--- Exercise prompt ---
Pick up the article on syncing data with the WorkOS Events API and continue writing it from its final sentence.

--- Document segment ---
------------------------------------------------

In this article, we will introduce an alternative solution: the Events API. This API is designed to ensure reliable, orderly, and efficient data synchronization, making it a superior choice for managing real-time data updates.

For illustration purposes, consider a simple project management application (TaskTango) that integrates with WorkOS to manage users and group memberships. TaskTango uses lifecycle events such as user.<create|update|delete> and group.<user_added|user_removed> to:

These events are used to:

  1. Grant the user access to the tool upon account creation.
  2. Update their role to ensure they have the appropriate access to the necessary projects.
  3. Revoke access when the customer removes a user.

Webhooks

To illustrate a typical webhooks integration, consuming webhooks from WorkOS looks like:

  1. WorkOS exposes events as user.<created/updated/deleted> and group.<user_added/user_removed>, for the application to subscribe to.

------------------------------------------------

--- Rows ---
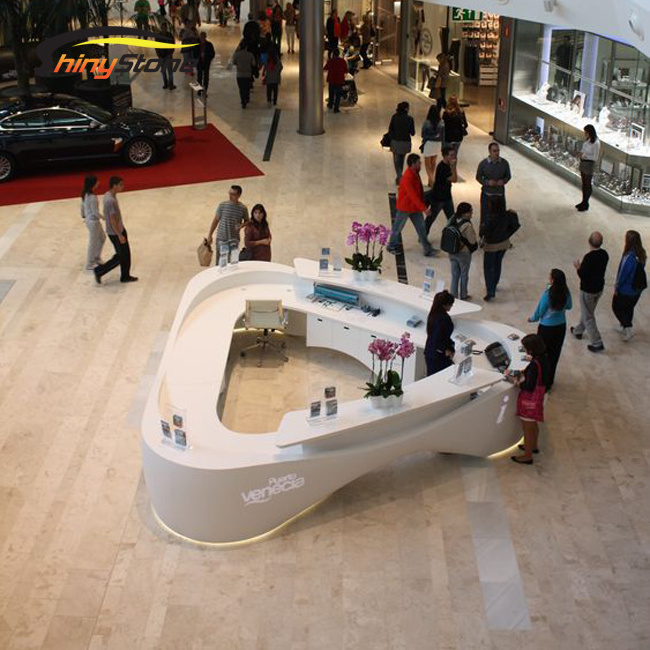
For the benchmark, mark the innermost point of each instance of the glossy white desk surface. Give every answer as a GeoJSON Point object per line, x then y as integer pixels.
{"type": "Point", "coordinates": [194, 363]}
{"type": "Point", "coordinates": [230, 486]}
{"type": "Point", "coordinates": [352, 415]}
{"type": "Point", "coordinates": [404, 294]}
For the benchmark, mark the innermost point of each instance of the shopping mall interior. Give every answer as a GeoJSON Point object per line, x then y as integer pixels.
{"type": "Point", "coordinates": [424, 550]}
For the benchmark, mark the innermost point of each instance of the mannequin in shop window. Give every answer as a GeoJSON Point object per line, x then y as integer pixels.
{"type": "Point", "coordinates": [564, 59]}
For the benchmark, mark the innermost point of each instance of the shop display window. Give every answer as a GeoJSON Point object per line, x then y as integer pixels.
{"type": "Point", "coordinates": [564, 79]}
{"type": "Point", "coordinates": [471, 42]}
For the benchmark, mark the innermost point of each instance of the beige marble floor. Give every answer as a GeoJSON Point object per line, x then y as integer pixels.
{"type": "Point", "coordinates": [386, 562]}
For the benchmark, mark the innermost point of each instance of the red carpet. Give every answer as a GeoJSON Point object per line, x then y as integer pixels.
{"type": "Point", "coordinates": [199, 157]}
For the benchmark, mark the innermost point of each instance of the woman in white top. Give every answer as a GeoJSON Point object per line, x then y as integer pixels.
{"type": "Point", "coordinates": [588, 160]}
{"type": "Point", "coordinates": [91, 216]}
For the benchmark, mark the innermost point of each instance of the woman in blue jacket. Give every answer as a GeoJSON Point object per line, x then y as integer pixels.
{"type": "Point", "coordinates": [626, 293]}
{"type": "Point", "coordinates": [551, 314]}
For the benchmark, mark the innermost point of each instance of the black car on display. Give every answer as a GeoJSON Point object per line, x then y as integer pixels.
{"type": "Point", "coordinates": [47, 128]}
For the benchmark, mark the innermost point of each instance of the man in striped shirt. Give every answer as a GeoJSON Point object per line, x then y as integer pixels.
{"type": "Point", "coordinates": [228, 221]}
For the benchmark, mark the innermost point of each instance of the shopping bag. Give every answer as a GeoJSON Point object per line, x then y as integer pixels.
{"type": "Point", "coordinates": [204, 252]}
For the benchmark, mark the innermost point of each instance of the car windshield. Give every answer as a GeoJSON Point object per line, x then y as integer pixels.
{"type": "Point", "coordinates": [91, 110]}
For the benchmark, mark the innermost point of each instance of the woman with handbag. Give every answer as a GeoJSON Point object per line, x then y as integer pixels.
{"type": "Point", "coordinates": [439, 348]}
{"type": "Point", "coordinates": [530, 401]}
{"type": "Point", "coordinates": [551, 314]}
{"type": "Point", "coordinates": [400, 130]}
{"type": "Point", "coordinates": [257, 237]}
{"type": "Point", "coordinates": [432, 136]}
{"type": "Point", "coordinates": [455, 124]}
{"type": "Point", "coordinates": [91, 216]}
{"type": "Point", "coordinates": [588, 159]}
{"type": "Point", "coordinates": [630, 283]}
{"type": "Point", "coordinates": [438, 85]}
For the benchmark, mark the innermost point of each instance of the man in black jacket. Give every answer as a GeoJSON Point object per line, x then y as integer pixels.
{"type": "Point", "coordinates": [166, 55]}
{"type": "Point", "coordinates": [591, 272]}
{"type": "Point", "coordinates": [206, 54]}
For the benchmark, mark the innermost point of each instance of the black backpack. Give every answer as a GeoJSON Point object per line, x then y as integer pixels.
{"type": "Point", "coordinates": [451, 240]}
{"type": "Point", "coordinates": [640, 281]}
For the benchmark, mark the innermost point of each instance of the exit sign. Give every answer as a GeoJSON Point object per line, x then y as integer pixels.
{"type": "Point", "coordinates": [459, 15]}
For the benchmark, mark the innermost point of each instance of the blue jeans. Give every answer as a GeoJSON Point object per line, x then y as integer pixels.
{"type": "Point", "coordinates": [418, 223]}
{"type": "Point", "coordinates": [446, 206]}
{"type": "Point", "coordinates": [492, 270]}
{"type": "Point", "coordinates": [459, 271]}
{"type": "Point", "coordinates": [484, 200]}
{"type": "Point", "coordinates": [398, 162]}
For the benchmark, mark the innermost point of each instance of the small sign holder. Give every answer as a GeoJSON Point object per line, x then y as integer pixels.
{"type": "Point", "coordinates": [199, 107]}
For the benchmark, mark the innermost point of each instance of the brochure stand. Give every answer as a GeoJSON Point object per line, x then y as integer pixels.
{"type": "Point", "coordinates": [199, 107]}
{"type": "Point", "coordinates": [427, 285]}
{"type": "Point", "coordinates": [331, 407]}
{"type": "Point", "coordinates": [174, 429]}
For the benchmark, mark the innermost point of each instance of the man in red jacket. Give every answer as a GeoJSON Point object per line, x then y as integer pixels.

------------------------------------------------

--- The answer ---
  2. A sample user and group event payload would look like:
      
// User payload
{
  "id": "event_01ECAZ4NV9QMV47GW873HDCX74",
  "event": "user.created",
  "user_id": "user_01EZTR6WYX1A0DSE2CYMGXQ24Y",
  "organization_id": "org_01EHZNVPK3SFK441A1RGBFSHRT"
  "email": "bob@foocorp.com",
  "role": "manager",
  "created_at": "2021-06-25T19:07:33.155Z",
  "updated_at": "2021-07-10T07:18:14.298Z"
}

// Group payload
{
  "id": "event_01E1JG7J09H96KYP8HM9B0G5SJ",
  "event": "group.user_added",
  "group_id": "group_01ECAZ4NV9QMV47GW873HDCX74",
  "user_id": "user_01EZTR6WYX1A0DSE2CYMGXQ24Y",
  "organization_id": "org_01EHZNVPK3SFK441A1RGBFSHRT"
  "created_at": "2021-06-26T20:04:12.782Z",
  "updated_at": "2021-06-29T14:03:19.491Z"
}
      
      
  1. A TaskTango developer implements a publicly accessible web endpoint at /webhooks . The endpoint filters for the event type and appropriately handles the payload according to the application’s requirements.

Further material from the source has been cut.